§ **JOB**:
Write out every single entry exactly.

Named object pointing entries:
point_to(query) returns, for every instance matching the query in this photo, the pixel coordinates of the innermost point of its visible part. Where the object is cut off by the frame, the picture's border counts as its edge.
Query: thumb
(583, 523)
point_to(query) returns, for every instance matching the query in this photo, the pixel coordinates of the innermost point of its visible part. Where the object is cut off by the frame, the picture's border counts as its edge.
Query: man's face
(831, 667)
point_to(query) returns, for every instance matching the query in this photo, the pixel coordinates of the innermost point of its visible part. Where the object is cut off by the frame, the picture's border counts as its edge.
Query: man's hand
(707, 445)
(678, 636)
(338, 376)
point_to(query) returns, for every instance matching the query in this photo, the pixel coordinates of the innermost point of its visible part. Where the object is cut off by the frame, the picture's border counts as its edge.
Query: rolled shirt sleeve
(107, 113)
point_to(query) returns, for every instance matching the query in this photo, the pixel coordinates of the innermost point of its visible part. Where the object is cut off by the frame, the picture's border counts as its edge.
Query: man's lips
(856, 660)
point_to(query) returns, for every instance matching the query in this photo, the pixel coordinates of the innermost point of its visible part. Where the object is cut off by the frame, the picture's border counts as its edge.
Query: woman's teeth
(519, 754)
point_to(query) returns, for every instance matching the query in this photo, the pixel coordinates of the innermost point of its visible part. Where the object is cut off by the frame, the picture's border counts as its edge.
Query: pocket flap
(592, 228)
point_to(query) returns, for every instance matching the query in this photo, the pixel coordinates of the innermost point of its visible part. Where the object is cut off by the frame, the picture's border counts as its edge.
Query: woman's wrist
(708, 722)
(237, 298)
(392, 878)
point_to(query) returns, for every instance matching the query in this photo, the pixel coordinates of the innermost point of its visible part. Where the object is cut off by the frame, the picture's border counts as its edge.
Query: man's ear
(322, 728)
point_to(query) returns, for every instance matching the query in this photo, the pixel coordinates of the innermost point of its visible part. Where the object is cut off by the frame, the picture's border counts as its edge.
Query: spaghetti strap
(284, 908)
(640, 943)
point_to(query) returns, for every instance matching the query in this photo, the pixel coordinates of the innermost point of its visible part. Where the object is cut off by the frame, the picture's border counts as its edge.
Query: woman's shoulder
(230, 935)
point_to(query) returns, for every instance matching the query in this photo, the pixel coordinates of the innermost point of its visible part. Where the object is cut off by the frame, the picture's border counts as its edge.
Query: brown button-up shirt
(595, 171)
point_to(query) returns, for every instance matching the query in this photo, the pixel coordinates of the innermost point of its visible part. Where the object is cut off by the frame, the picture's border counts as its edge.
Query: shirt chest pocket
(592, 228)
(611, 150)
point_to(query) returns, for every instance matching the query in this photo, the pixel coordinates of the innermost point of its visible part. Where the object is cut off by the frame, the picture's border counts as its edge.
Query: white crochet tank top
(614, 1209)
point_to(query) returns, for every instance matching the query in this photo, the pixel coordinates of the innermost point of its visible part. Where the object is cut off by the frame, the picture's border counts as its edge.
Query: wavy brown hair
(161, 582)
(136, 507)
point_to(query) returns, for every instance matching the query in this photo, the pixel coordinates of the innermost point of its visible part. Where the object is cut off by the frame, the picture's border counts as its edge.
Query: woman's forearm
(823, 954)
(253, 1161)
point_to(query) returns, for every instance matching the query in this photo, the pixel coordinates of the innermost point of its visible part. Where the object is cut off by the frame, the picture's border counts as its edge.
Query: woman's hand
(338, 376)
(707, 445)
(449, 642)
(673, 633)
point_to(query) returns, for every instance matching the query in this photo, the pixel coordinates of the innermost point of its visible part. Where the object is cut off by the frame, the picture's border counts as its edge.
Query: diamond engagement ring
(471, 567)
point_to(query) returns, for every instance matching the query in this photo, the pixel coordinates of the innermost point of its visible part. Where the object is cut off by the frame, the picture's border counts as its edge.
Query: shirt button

§ **RESPONSE FOR THIS EXERCISE**:
point_to(query) returns, for every instance matching the query in this photo, the pixel coordinates of the innermost point of its visible part. Where the object is cut off by the frame, the picture's border counts as its edge.
Query: thumb
(583, 523)
point_to(query) returns, for every instance matching the query in this photo, the pixel coordinates of the innermost point of its visible part. Where the object is cut off by the frame, the picture's border counts as its edge.
Query: man's face
(831, 667)
point_to(query) returns, for every instance matching the query in this photo, the pixel coordinates of the innermost point of its visible part. Where the object is cut off by the frame, the picture's border counts as its edge.
Query: man's hand
(707, 445)
(678, 636)
(338, 376)
point_to(query) returns, for every instance matching the query in this photo, the pixel coordinates of the innermost point of its visible part. Where the object is cut off by the frame, the picture's border counts as its edge.
Query: rolled shirt sleeve
(107, 113)
point_to(query) returns, for every instance matching the query in this photo, the pixel coordinates of the innermost point of its visible part. Where the object is cut off by the frame, the picture's border counts as its edge.
Query: man's lips
(856, 660)
point_to(query) returns, for every instance matching the query in this photo, the pixel coordinates of the innermost point of its visible part. Where the object is cut off by the frame, the picture's border counts as its edge.
Query: woman's teeth
(519, 754)
point_to(query) returns, for every instance matching the query in this photo, the pixel coordinates of the innermost point of its visible part. Where the object is cut off by the frame, the picture's border counts as its edge.
Query: pocket flap
(592, 228)
point_to(query) returns, for every instance matching the query in this photo, the pixel coordinates of the innermost point of its visible part. Where the object is cut off by the frame, the picture's border counts as its edge.
Query: woman's wrist
(708, 722)
(237, 298)
(392, 878)
point_to(query) returns, for every instance matching the query in this photo, the pixel coordinates of the innermost point of its visible part. Where the object is cut off by the frame, the picture's border counts as its edge.
Query: man's ear
(322, 728)
point_to(query) returns, for every instance matching the query in this photo, the pixel coordinates of the innermost point of its visible part. Where the object is cut off by the frame, the picture's border counts as its edge.
Query: spaghetti strap
(284, 908)
(640, 943)
point_to(query) returns, for every instance matching the query in this photo, the pixel coordinates of the innermost point of its visible part. Where the object is cut off by the frame, the picture's border counts as its edge.
Query: woman's shoulder
(230, 935)
point_to(query) returns, for every instance matching the query in this photo, the pixel coordinates of the innermost point of its visible part. Where the object is cut off by the frame, the picture's border counts as its edge.
Query: brown button-up shirt
(595, 171)
point_to(query) returns, for every instance matching the query in this photo, the pixel coordinates of the innermost point of its visible part. Where the object is cut off by the frame, the picture's border counts as its edge.
Query: shirt chest pocket
(592, 228)
(611, 150)
point_to(query) returns, for every instance matching the query in this photo, the pixel coordinates of the innermost point of its visible part. Where the object is cut off by the frame, the picture's border counts as its edge.
Query: white crochet tank top
(614, 1209)
point_to(query) returns, for every instance matching the query in this photo, the pixel coordinates of the innermost point of its visible part. Where the object is cut off by the frame, the picture's border counts as its edge.
Query: wavy brown hair
(161, 582)
(136, 507)
point_to(query) returns, for every instance matching the query in this photo, the pixel coordinates of the innermost point of its visible part. Where the object is cut off by the frame, the picture's border counts as its edge.
Query: woman's forearm
(823, 954)
(253, 1161)
point_to(query) returns, for every instance matching the query in this photo, the pixel coordinates of the innermost point of its visible part. Where the object is cut off by the frame, the picture's border counts as its edge.
Query: woman's hand
(338, 376)
(707, 445)
(449, 642)
(673, 633)
point_to(query) returns, for every instance matching the query in this photo, the pixel coordinates of the innermost point of its visible part. Where the object is cut off by the frame, the picture's border counts as its edge.
Query: diamond engagement ring
(471, 567)
point_to(query) returns, for every instance matching the query in this photo, the pixel coordinates of the innermost point of its visible part. Where the object is cut off by the frame, the picture's border counts as its edge.
Query: shirt button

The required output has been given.